**SUPPLIED INFORMATION**.
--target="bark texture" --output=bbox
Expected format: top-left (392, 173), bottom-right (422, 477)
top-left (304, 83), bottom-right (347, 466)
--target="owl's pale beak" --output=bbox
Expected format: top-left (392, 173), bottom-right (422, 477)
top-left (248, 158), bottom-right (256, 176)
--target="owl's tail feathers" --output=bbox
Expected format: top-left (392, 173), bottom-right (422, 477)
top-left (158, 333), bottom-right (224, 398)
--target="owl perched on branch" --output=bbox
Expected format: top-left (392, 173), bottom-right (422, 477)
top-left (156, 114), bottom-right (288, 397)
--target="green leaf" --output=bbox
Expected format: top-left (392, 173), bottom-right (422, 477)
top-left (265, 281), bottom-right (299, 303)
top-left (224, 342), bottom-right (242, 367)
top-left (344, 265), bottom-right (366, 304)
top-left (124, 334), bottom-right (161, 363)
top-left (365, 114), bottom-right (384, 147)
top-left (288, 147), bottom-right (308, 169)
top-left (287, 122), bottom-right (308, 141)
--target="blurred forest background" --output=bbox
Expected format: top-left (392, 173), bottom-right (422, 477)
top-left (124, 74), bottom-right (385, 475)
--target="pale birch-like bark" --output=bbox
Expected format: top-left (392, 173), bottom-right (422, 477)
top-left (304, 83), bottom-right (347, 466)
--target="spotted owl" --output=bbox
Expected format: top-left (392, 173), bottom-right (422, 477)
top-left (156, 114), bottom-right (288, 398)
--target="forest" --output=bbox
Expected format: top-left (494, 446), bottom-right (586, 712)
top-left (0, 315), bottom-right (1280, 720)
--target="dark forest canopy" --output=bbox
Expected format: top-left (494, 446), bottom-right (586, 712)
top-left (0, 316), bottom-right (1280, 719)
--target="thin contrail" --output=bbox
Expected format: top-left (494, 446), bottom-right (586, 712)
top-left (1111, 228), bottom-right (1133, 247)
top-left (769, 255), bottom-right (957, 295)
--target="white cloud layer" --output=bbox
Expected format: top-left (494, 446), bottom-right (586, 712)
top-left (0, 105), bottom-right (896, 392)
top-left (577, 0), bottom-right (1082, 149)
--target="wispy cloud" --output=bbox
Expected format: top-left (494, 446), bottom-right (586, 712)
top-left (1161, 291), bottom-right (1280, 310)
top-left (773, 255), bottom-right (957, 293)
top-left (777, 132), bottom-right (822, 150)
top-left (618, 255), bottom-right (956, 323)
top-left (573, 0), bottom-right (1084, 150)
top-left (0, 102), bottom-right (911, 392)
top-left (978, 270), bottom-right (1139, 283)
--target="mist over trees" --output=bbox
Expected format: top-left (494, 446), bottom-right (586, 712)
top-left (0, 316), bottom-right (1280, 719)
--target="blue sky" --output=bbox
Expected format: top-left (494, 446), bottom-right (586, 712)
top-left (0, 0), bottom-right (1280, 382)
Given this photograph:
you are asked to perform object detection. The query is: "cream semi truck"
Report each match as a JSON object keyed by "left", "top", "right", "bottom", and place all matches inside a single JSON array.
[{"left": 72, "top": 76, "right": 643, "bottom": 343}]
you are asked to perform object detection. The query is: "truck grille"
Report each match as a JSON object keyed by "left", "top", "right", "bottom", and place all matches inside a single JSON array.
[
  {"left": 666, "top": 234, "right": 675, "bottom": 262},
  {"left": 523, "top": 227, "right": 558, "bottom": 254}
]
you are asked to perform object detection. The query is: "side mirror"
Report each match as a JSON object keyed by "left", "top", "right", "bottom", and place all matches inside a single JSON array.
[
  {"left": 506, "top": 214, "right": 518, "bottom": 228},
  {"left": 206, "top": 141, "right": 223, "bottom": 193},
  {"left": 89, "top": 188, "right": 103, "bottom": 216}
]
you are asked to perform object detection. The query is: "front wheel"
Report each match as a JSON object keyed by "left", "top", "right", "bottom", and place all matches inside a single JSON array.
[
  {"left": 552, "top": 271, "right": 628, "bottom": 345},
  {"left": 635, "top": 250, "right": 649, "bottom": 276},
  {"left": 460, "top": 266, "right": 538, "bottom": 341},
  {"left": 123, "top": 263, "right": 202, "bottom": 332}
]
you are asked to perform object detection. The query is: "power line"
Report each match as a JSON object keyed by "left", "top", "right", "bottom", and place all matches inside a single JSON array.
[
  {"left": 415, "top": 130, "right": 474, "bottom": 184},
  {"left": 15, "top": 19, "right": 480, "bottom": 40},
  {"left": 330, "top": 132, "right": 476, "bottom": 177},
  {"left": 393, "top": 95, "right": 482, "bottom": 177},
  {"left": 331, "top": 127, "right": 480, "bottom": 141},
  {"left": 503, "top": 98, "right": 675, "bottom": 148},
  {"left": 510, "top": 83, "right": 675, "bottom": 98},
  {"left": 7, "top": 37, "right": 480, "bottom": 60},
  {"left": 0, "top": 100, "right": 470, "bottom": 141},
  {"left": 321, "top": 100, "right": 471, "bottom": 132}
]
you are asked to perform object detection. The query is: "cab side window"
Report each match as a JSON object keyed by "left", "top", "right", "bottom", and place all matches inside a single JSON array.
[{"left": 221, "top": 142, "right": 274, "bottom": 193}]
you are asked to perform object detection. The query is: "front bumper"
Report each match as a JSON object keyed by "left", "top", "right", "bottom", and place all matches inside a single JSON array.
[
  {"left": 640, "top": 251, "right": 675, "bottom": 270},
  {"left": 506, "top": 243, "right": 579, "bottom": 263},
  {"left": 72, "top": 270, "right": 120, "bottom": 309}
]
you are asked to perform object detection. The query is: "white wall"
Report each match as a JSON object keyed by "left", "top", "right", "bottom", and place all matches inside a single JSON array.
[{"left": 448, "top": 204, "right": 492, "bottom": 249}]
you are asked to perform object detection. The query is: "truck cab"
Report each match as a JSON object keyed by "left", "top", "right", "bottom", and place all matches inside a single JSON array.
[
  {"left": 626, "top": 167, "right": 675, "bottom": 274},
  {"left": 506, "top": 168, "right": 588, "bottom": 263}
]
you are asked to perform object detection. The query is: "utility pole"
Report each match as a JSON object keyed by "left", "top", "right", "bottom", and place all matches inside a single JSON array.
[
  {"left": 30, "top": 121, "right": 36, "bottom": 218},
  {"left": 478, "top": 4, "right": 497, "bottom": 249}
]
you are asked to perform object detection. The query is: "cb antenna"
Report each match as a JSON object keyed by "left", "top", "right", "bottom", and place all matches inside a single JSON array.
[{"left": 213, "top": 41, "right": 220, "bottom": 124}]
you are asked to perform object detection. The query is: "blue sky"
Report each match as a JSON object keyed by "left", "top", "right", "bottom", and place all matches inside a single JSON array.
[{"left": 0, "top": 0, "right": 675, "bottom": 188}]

**PROMPT**. Show every line from the rows above that contains the word "cloud". Case counts.

**ANSWER TO THIS PROBLEM**.
--target="white cloud layer" --output=bbox
--target="wispy cloud" --output=bbox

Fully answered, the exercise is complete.